**Task requirements**
How many lines in the data below contain the word "region"? Reply with the number alone.
-- start Stored rows --
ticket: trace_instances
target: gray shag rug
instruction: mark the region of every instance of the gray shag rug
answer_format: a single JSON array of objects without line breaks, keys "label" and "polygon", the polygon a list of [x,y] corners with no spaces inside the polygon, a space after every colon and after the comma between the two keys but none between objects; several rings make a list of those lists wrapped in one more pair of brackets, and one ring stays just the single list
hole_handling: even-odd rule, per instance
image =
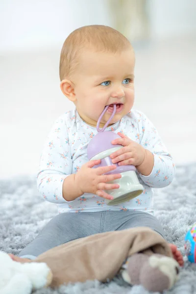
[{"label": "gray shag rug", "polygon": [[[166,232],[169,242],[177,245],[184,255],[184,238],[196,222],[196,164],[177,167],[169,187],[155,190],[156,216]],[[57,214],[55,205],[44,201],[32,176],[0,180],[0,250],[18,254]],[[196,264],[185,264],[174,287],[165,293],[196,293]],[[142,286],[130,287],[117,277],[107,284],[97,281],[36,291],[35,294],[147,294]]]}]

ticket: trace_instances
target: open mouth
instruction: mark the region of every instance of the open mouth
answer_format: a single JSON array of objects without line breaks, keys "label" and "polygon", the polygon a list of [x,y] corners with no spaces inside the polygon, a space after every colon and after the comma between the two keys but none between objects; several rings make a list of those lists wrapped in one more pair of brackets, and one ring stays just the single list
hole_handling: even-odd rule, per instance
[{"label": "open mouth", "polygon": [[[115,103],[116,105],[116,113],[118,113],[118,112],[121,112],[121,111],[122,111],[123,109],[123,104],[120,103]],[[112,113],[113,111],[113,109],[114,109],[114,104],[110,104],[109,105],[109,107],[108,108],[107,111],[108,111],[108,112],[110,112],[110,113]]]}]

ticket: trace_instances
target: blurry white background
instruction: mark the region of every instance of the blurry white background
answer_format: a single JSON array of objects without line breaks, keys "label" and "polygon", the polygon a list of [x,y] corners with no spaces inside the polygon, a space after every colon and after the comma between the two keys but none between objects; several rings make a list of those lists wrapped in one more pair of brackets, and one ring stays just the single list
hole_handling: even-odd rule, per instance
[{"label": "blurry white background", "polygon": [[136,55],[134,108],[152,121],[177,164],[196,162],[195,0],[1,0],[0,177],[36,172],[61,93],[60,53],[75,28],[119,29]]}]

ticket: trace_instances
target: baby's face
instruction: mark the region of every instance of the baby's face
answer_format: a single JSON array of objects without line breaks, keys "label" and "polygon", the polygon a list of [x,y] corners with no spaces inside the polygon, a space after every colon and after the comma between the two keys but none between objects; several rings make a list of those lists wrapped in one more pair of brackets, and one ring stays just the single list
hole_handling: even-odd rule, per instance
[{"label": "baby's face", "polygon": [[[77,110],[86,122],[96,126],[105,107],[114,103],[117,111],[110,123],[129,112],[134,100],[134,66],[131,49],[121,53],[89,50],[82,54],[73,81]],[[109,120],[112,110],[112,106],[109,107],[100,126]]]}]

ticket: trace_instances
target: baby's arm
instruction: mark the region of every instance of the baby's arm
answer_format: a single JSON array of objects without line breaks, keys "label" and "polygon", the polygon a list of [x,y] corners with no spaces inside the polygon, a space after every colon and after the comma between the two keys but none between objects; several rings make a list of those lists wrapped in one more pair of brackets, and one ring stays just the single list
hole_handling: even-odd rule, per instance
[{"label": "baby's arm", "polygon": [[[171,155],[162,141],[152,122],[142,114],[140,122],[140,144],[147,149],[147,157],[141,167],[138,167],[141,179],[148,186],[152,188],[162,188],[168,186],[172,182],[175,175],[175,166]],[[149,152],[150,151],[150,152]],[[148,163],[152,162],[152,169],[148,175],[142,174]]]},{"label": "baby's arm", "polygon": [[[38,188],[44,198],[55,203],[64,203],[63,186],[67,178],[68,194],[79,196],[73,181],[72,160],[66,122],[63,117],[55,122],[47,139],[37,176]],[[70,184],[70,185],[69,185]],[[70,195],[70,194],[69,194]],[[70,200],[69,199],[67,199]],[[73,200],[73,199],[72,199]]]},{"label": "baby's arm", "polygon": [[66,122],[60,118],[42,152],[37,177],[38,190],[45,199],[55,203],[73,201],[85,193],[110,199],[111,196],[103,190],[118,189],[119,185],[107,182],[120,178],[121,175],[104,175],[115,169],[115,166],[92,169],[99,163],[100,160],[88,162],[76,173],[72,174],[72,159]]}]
-- end Stored rows --
**Solution to this problem**
5